### [Input rows]
____

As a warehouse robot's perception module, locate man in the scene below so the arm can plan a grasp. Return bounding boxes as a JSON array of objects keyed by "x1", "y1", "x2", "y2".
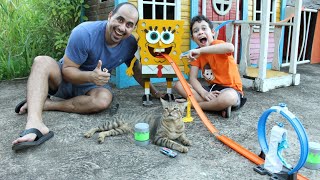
[{"x1": 12, "y1": 3, "x2": 161, "y2": 150}]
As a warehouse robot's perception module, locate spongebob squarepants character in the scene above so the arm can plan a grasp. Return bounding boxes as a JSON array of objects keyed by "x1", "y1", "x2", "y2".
[{"x1": 127, "y1": 19, "x2": 189, "y2": 106}]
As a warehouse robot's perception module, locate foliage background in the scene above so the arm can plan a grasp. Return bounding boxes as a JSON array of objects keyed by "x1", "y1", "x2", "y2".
[{"x1": 0, "y1": 0, "x2": 89, "y2": 80}]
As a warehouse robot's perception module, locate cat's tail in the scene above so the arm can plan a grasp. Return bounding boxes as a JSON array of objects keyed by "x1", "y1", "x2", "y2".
[
  {"x1": 98, "y1": 119, "x2": 125, "y2": 131},
  {"x1": 98, "y1": 123, "x2": 132, "y2": 143}
]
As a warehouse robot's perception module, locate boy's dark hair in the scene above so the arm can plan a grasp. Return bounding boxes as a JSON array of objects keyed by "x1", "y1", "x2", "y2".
[
  {"x1": 190, "y1": 15, "x2": 213, "y2": 35},
  {"x1": 112, "y1": 2, "x2": 139, "y2": 25}
]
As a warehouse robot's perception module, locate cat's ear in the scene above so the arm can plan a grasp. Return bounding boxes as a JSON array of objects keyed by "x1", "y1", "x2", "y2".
[
  {"x1": 178, "y1": 101, "x2": 188, "y2": 112},
  {"x1": 160, "y1": 98, "x2": 168, "y2": 106}
]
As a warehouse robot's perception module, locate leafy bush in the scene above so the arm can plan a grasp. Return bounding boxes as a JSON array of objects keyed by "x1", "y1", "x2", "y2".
[{"x1": 0, "y1": 0, "x2": 88, "y2": 80}]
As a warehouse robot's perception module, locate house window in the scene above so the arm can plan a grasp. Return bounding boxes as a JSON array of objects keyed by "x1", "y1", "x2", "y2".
[
  {"x1": 212, "y1": 0, "x2": 232, "y2": 16},
  {"x1": 138, "y1": 0, "x2": 181, "y2": 20},
  {"x1": 253, "y1": 0, "x2": 277, "y2": 22}
]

____

### [Instructions to follow]
Transcribe each entry above exactly, apart from the pictures.

### [Output for this task]
As a warehouse robot's perception module, locate man in the scene below so the arm can plan a grasp. Return bounding boxes as a JSON array of objects keyed by "x1", "y1", "x2", "y2".
[{"x1": 12, "y1": 3, "x2": 161, "y2": 150}]
As a warehouse robot's perception module, locate spongebob squarepants character in the scene above so the arm can plan a grasp. Return bounding boxes as a JSON array of objects keyed by "x1", "y1", "x2", "y2".
[{"x1": 127, "y1": 19, "x2": 189, "y2": 106}]
As a warehouse robot's perception module, locate foliage background in the scene above so the arm can plan a grasp. Return bounding boxes as a JSON array of objects keyed by "x1", "y1", "x2", "y2".
[{"x1": 0, "y1": 0, "x2": 89, "y2": 80}]
As a warehouse robot's perception module, locate cat's tail in the scene above so the arm can plan a grasp. Return bounding boxes as a JSON array of objects keyed by "x1", "y1", "x2", "y2".
[
  {"x1": 98, "y1": 119, "x2": 125, "y2": 131},
  {"x1": 98, "y1": 123, "x2": 132, "y2": 143}
]
As a warehouse robot's perception module, locate boy's dark hair in the scene above so the arm can plan a grasp. Return bounding boxes as a JSON array of objects keyed by "x1", "y1", "x2", "y2".
[
  {"x1": 190, "y1": 15, "x2": 213, "y2": 35},
  {"x1": 112, "y1": 2, "x2": 139, "y2": 25}
]
As a warehouse robot's perception module, locate cat's ear in the scene above so the arm can plan a grasp. Return bounding boxes as a JSON array of objects keyed by "x1", "y1", "x2", "y2".
[
  {"x1": 178, "y1": 101, "x2": 188, "y2": 112},
  {"x1": 160, "y1": 98, "x2": 168, "y2": 106}
]
As a warehouse robot's perception module, locate leafy bush in the scene above so the arm can plan a grasp. Return bounding boxes as a JSON array of objects keyed by "x1", "y1", "x2", "y2".
[{"x1": 0, "y1": 0, "x2": 88, "y2": 80}]
As a warehouse robot's perception module, locate house window in the scene above so the arm can plan a grasp. Return bounding boxes as a JSON array of objects keyed by "x1", "y1", "x2", "y2".
[
  {"x1": 212, "y1": 0, "x2": 232, "y2": 16},
  {"x1": 138, "y1": 0, "x2": 181, "y2": 20},
  {"x1": 253, "y1": 0, "x2": 277, "y2": 22}
]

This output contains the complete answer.